Point labeling examples
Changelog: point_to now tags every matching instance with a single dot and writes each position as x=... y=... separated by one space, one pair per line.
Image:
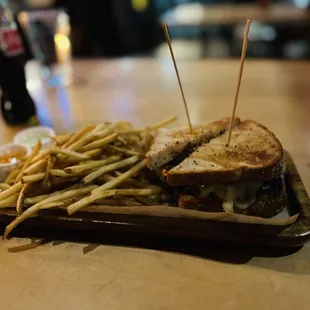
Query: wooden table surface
x=64 y=275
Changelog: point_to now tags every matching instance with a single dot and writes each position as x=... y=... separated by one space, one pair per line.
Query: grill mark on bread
x=170 y=143
x=254 y=154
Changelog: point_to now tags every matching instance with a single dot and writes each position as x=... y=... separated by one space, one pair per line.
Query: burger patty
x=265 y=200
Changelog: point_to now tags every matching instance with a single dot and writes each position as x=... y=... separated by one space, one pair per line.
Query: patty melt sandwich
x=245 y=177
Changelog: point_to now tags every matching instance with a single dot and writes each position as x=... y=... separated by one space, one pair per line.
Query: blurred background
x=199 y=29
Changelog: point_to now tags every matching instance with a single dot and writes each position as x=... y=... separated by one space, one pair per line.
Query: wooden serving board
x=98 y=226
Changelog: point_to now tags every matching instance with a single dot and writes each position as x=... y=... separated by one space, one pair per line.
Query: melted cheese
x=239 y=194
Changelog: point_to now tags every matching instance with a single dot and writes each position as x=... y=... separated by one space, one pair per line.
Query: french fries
x=100 y=164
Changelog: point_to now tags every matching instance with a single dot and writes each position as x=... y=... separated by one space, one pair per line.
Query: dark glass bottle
x=17 y=106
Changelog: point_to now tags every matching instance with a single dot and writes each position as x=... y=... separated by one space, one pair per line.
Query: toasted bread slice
x=169 y=143
x=254 y=154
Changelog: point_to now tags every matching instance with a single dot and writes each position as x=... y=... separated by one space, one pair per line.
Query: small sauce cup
x=30 y=136
x=10 y=156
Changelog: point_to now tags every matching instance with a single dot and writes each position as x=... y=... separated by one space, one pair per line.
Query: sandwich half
x=170 y=143
x=245 y=177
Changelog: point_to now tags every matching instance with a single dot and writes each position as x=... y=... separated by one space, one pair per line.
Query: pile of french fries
x=97 y=165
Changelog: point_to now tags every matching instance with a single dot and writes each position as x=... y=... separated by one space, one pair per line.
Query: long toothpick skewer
x=243 y=53
x=165 y=27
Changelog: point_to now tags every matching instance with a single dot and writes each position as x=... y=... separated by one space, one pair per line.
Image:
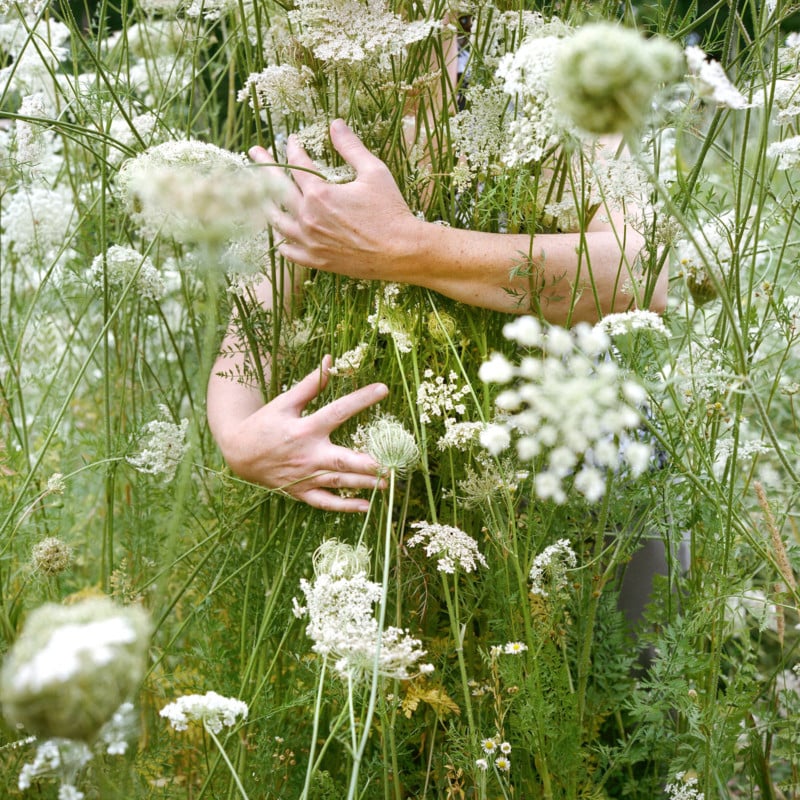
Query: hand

→ Work to be completed: Output the records above exactly as they are, leaving out the pictures.

→ Response to this exercise:
Changelog: point_to now tags every matching instance with a single dot and writes each position as x=... y=... separated by one space, one pair per line.
Image:
Query: wooden table surface
x=64 y=275
Changelog: point_to now tags every matching instance with a single dot and writes each position as x=... y=... separated by one space, one pair per line.
Query: grill mark on bread
x=170 y=143
x=254 y=154
Changelog: point_to now tags every matching instance with a single dot and writes each position as x=... y=... separated by one space, one pair per line.
Query: burger patty
x=265 y=200
Changelog: point_to now tags every matching instance with a single dot and writes each position as x=... y=... separated by one space, one pair per line.
Query: patty melt sandwich
x=245 y=177
Changelog: point_to now tags every matching instance with a single dot and writes each position as x=... y=... separated by one space, one pair per line.
Query: blurred background
x=199 y=29
Changelog: point_to now tags every matching instance with a single dot and writes each position as x=... y=... separated by one space, one pair per line.
Query: wooden serving board
x=98 y=226
Changelog: point_to now tags every matching instance with a single dot and writes each position as x=... y=... separated by one space, one pair per line.
Query: melted cheese
x=239 y=194
Changelog: point_to now tags every matching instance with a single dot and writes each position as x=... y=... separated by one space, one pair per line.
Query: french fries
x=100 y=164
Changelog: point_to now tags every matching instance with a single dot and writes each position as x=... y=... separated by one space, one pair per line.
Query: dark glass bottle
x=17 y=106
Changelog: point_to now tags every matching instance with a single dot and writes each position as x=... y=... separated by one space, one pair per line.
Query: toasted bread slice
x=169 y=143
x=254 y=154
Changelog: point_to now tags every matching instance with a single dot and writes each position as x=... y=... separated by one space, one pair per line.
Query: small sauce cup
x=30 y=136
x=10 y=156
Changelog: point_to now tags every matching instance with a single dot and writes each position as x=... y=... separated by one space, one pair per line.
Query: sandwich half
x=170 y=143
x=245 y=177
Changelog: point_to now tags every matching instance with a single dot and writes each position as x=... y=... separated by one space, one pair per line.
Query: pile of french fries
x=97 y=165
Changelog: point_to now tags every matching instance with a single dot and writes each position as x=... y=... separated by one space, one pair per line.
Query: long toothpick skewer
x=243 y=53
x=165 y=27
Changelog: point_to now tags every matching instance with a single dot and writes each position as x=... y=... separated by one space, one pair per line.
Image:
Query: hand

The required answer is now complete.